- [Provided text]
Now, it should be noted that the above depiction of Cuccinelli as highly principled is more than a little sardonic — the Star Scientific scandal isn’t exclusively about the governor, y’know — and Cuccinelli is sufficiently in tune with the drill-and-kill credo of modern-day conservatism that any milquetoast language he cared to offer on the subject would be suspect at any rate. But instead of hopelessly obfuscating, Cuccinelli has done us a favor here by saying he wants “to proceed with regulations that will ultimately lead to uranium mining and milling.” Is plain language really so hard to understand? I don’t think so.
In any event, the anti-uranium local business group, the Virginia Coalition, is on the case. They’ve got two rallies-slash-fundraisers on the calendar: a Sept. 6 event in the Town of Clarksville, and an Oct. 11 sequel at Virginia International Raceway, inside the gallery hall. That happens to be a huge building; it would be great to see it fill up for the night.
I can’t help but to be a little amused by all the campaign signs that have sprung up in support of Del. James Edmunds, who is running for re-election this fall.

- [Record extracts]
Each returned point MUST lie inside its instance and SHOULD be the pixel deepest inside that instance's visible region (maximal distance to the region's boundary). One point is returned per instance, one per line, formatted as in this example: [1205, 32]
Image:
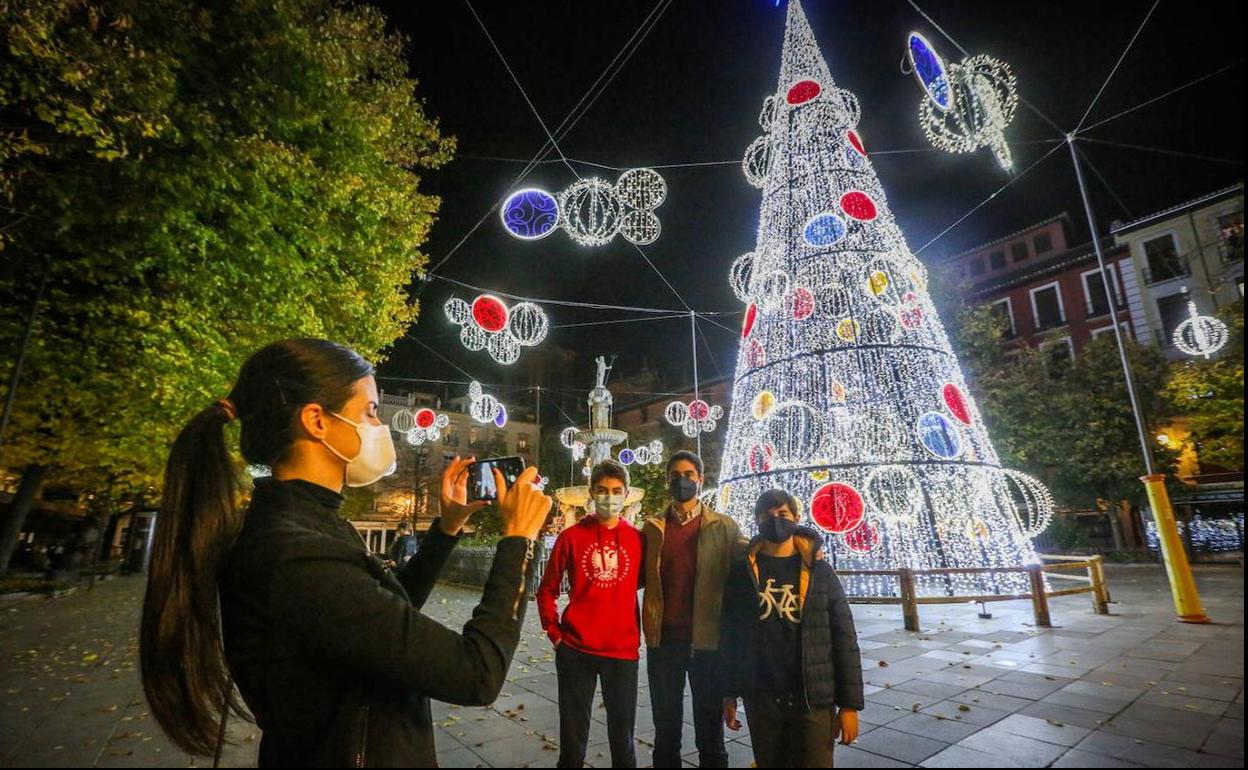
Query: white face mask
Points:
[609, 506]
[376, 458]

- [What you will do]
(1) Answer these questions from the passage on uranium mining.
(a) What does Cuccinelli say he wants to proceed with?
(b) Where will the Oct. 11 event of the Virginia Coalition be held?
(c) Who is running for re-election this fall?
(2) Please echo the passage on uranium mining, starting at the words "In any event, the" and stopping after "for the night.".
The entries are separate material from the passage on uranium mining.

- [Results for the exercise]
(1)
(a) Regulations that will ultimately lead to uranium mining and milling.
(b) At Virginia International Raceway, inside the gallery hall.
(c) Del. James Edmunds.

(2)
In any event, the anti-uranium local business group, the Virginia Coalition, is on the case. They’ve got two rallies-slash-fundraisers on the calendar: a Sept. 6 event in the Town of Clarksville, and an Oct. 11 sequel at Virginia International Raceway, inside the gallery hall. That happens to be a huge building; it would be great to see it fill up for the night.